PROBLEMAS Y TAREAS:
1 – Responde estas preguntas sobre el artículo acerca de David José Kohon.
(a) ¿Quién fue elegido senador por la Capital Federal en 1961?
(b) ¿Qué novela publica Ernesto Sabato?
(c) ¿Qué actor protagoniza el primer largometraje de Kohon?
2 – Según el artículo sobre David José Kohon, ¿por qué vuelve Kohon al país con tres premios? Explícalo en una a tres oraciones.
3 – Prosigue el artículo sobre David José Kohon a partir del punto en que termina.

==== FRAGMENTO DEL TEXTO

ESPECTáCULOS
• SUBNOTA › OPINION
Una época de efervescencia
› Por Luciano Monteagudo
Allá por 1961, el socialista Alfredo Palacios era elegido senador por la Capital Federal y el presidente Arturo Frondizi recibía subrepticiamente al enviado del flamante gobierno cubano, el argentino Ernesto “Che” Guevara. Ernesto Sabato publica una novela titulada Sobre héroes y tumbas y un joven cineasta, David José Kohon, vuelve al país del Festival Santa Margherita Ligure (hoy desaparecido), con tres premios bajo el brazo -entre ellos el de la crítica internacional– por su primer largometraje, Prisioneros de una noche, protagonizado por un actor incipiente, llamado Alfredo Alcón. En ese contexto de cambios políticos y efervescencia cultural, a la que no eran ajenos tampoco los hombres de teatro –Osvaldo Dragún, Carlos Gorostiza y Ricardo Halac daban también a conocer por entonces sus primeras obras–, nace el cine de un director esencial de la denominada Generación del ‘60, que ahora la muestra del Malba (ver aparte) puede ayudar a evaluar en perspectiva.

========
==== LOS DATOS

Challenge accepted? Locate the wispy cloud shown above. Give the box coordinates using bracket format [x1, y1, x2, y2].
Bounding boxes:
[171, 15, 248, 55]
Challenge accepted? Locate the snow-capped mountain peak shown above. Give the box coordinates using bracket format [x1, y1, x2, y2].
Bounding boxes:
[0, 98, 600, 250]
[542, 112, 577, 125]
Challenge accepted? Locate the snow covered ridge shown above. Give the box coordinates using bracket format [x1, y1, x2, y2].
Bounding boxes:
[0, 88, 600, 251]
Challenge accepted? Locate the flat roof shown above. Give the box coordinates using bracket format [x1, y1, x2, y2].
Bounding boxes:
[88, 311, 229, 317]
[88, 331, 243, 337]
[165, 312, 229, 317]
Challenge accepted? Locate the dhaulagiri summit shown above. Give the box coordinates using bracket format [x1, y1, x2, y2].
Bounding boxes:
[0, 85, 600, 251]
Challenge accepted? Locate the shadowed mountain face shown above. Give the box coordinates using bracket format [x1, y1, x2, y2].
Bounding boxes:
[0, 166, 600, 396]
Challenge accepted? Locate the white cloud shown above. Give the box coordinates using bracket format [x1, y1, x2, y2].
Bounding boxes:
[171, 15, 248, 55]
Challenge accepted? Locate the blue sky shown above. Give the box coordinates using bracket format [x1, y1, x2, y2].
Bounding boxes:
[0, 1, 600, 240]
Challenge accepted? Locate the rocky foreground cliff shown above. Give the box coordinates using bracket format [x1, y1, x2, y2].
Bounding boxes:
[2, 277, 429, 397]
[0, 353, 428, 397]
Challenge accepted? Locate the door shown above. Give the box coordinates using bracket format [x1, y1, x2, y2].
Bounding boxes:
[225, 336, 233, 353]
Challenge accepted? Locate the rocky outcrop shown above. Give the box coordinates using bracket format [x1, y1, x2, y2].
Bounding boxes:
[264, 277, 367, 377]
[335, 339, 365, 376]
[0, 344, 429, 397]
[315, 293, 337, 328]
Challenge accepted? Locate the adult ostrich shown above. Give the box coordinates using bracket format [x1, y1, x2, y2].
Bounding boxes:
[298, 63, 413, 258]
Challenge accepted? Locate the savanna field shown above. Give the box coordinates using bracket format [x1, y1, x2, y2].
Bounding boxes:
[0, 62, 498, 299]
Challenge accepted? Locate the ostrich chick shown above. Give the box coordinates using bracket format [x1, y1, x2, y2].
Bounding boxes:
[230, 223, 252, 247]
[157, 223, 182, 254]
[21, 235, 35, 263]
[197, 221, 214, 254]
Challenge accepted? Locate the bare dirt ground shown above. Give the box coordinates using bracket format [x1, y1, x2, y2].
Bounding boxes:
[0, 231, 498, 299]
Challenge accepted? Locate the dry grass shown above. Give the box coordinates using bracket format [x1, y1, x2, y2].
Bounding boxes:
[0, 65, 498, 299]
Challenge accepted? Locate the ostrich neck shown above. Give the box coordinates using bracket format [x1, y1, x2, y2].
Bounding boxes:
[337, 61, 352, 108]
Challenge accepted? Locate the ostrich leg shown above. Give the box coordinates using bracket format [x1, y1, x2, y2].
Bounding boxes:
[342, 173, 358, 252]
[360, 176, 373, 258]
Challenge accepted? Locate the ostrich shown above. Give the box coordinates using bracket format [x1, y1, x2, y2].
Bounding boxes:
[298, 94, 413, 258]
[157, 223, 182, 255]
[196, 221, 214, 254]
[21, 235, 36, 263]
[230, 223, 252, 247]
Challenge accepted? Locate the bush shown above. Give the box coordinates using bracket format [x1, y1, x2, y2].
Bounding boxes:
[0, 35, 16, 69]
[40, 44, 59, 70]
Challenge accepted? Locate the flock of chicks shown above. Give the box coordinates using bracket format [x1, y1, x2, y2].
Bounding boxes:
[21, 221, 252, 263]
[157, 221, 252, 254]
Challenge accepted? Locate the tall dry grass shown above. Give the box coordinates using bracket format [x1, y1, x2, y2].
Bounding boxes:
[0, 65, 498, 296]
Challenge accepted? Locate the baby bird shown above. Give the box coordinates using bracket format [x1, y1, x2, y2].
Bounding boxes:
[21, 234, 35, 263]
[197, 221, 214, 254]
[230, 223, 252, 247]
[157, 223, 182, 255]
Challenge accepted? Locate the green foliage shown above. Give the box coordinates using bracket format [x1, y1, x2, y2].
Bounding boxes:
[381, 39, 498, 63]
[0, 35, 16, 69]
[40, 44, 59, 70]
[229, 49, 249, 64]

========

RESPUESTAS NUMERADAS:
1 –
(a) Alfredo Palacios.
(b) Sobre héroes y tumbas.
(c) Alfredo Alcón.

2 – Kohon vuelve del Festival Santa Margherita Ligure con tres premios por su primer largometraje, Prisioneros de una noche. Uno de esos premios es el de la crítica internacional.

3 –
De hecho, Kohon había empezado bastante antes, con un corto experimental de su época de cineclubista (La flecha y el compás, 1950) y un documental de corte social, cuyo título, Buenos Aires (1958), ya anticipa el que será el escenario privilegiado de su mejor cine: la ciudad y sus márgenes. Por aquel entonces no existían las escuelas de cine, pero la frecuentación de los nuevos cines europeos –particularmente Michelangelo Antonioni y la nouvelle vague francesa– y la resistencia a los modelos anquilosados de la industria local impulsan a distinta gente, de muy diferentes orígenes, a probar suerte con sus propios films. El chileno Lautaro Murúa aprovecha su rica experiencia como actor en las películas de Leopoldo Torre Nilsson (uno de los pocos referentes argentinos de esta generación) y se da a conocer como realizador con dos films de gran fuerza expresiva: Shunko (1960) y Alias Gardelito (1961).
Antes, en 1957, Simón Feldman había demostrado que se podía hacer en 16mm. un largometraje independiente, al margen de la estructura industrial, con El negoción, que luego volvió a rodar en 35mm. Hacia 1960, Feldman ya tiene listo su segundo largo, Los de la mesa diez (basado en la pieza teatral de Dragún), al mismo tiempo que José Martínez Suárez estrena El crack, seguida por Dar la cara (1961), sobre un guión de David Viñas. A su vez, el debutante Manuel Antín propone una adaptación del cuento Cartas a mamá, de Julio Cortázar, que se conoce como La cifra impar (1962), y Rodolfo Kuhn hace un crítico retrato generacional en su opera prima, Los jóvenes viejos (1961).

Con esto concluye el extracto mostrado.